┌─ MATERIAL SUPPLIED
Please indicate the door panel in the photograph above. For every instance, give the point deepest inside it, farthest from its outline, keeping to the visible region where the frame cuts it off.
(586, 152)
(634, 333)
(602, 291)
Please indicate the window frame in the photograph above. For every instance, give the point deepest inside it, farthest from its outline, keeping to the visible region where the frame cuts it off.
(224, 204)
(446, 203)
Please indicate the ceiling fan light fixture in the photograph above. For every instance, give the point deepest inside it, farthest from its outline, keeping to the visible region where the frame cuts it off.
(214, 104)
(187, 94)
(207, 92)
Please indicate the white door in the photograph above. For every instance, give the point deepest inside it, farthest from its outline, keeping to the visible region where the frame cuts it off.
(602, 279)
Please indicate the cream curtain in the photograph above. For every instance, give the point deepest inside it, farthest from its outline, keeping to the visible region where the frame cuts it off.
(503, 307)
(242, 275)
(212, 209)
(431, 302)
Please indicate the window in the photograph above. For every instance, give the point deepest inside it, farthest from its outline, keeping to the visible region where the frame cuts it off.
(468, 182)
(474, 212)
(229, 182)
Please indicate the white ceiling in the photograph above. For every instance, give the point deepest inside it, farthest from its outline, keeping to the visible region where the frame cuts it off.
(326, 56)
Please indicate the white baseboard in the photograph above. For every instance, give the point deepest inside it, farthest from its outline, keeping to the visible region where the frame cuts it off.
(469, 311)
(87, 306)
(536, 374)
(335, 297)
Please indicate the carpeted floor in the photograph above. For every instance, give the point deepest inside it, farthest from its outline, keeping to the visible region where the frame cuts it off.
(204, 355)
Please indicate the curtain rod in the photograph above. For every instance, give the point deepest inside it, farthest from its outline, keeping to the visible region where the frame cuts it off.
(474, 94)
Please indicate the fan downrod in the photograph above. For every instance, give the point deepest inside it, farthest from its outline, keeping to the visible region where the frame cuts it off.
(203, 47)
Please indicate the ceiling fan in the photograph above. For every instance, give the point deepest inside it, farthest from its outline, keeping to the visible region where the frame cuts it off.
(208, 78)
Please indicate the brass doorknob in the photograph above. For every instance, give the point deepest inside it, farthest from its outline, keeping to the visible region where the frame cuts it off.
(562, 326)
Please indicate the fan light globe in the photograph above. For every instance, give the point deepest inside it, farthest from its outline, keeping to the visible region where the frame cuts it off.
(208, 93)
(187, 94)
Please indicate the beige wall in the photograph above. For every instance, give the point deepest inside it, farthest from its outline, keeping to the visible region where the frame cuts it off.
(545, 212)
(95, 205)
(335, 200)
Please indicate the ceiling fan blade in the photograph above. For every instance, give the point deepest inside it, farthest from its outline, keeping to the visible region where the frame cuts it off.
└─
= TASK PROMPT =
Copy out all of the records shown above exactly.

= SOLUTION TO THIS EXERCISE =
Please indicate the door panel in the photograph above. For every instance, give the point deepest inside it, farthest from its outline, keeping to the visible region where the frame cuts it off.
(586, 152)
(634, 333)
(602, 291)
Please indicate the window frame in the photograph above. For every instance, give the point deepest inside it, farthest from its outline, keeping to the visible region where the frame cuts it off.
(224, 204)
(446, 203)
Please indicate the ceiling fan light fixture in the photograph above. For every instance, give the point deepest inside it, farthest from its outline, keeping to the visible region where the frame cuts it off.
(214, 104)
(187, 94)
(207, 92)
Please indicate the white door in the photograph above. For every instance, give the point deepest inside it, farthest from its outline, keeping to the visible region where the frame cuts it off.
(602, 279)
Please indicate the cream curtain in the photograph above. For every instance, give the point deepest inside it, farthest from its outline, keeping to the visible region where the frame cuts it off.
(503, 307)
(242, 275)
(212, 209)
(431, 302)
Please indicate the window in the photograph above. For every instance, give the point deepest inside it, farthest from its outline, keeping to the visible region where the frame cuts it off.
(468, 182)
(474, 212)
(229, 182)
Please indicate the white ceiling in the photograph above. For every instance, give the point deepest inside it, farthest from its outline, keeping to the visible region where the frame cuts it off.
(326, 56)
Please indicate the white baseboard in the photograph above. For every instance, give the point deepest inside it, farthest from its outline, keeping to the visible region where the frame cuts it off.
(469, 311)
(87, 306)
(536, 374)
(335, 297)
Please indicate the carpeted floor in the photograph above. For every instance, give the point deepest inside it, farthest from its outline, keeping to the visible region where the frame cuts it off.
(204, 355)
Please indicate the curtain rod in the photograph above. For every instance, give the point deepest inside it, farthest from its outline, keeping to the visible region where the frame cuts it off.
(474, 94)
Please indicate the fan downrod in the photograph above. For every instance, give the point deepest inside it, farthest from its outline, keeping to the visible region where the frame cuts it off.
(203, 47)
Please indicate the ceiling fan in the photograph above. For every instance, give the point deepest inside it, farthest from its outline, keeping to the visible region where the frame cuts it off.
(208, 78)
Please indicate the brass doorknob in the photograph above. For every instance, give the point deepest inside it, farthest from its outline, keeping to the visible region where the frame cuts it off.
(562, 326)
Please indicate the fan light globe in the photograph above. For every instance, give the point deepest inside it, farthest from its outline, keeping to the visible region where the frame cuts it off.
(208, 93)
(187, 94)
Please indicate the beige wall in the photograph above. For every instance, give the point deepest inside it, farthest from its outline, keeping to the visible region where the frame cuts it off.
(545, 212)
(95, 205)
(335, 200)
Please indicate the ceiling fan blade in the photograph above. For every instance, give the point deepest inside it, farthest from its outline, keeping to the visible region where the frame cuts it off.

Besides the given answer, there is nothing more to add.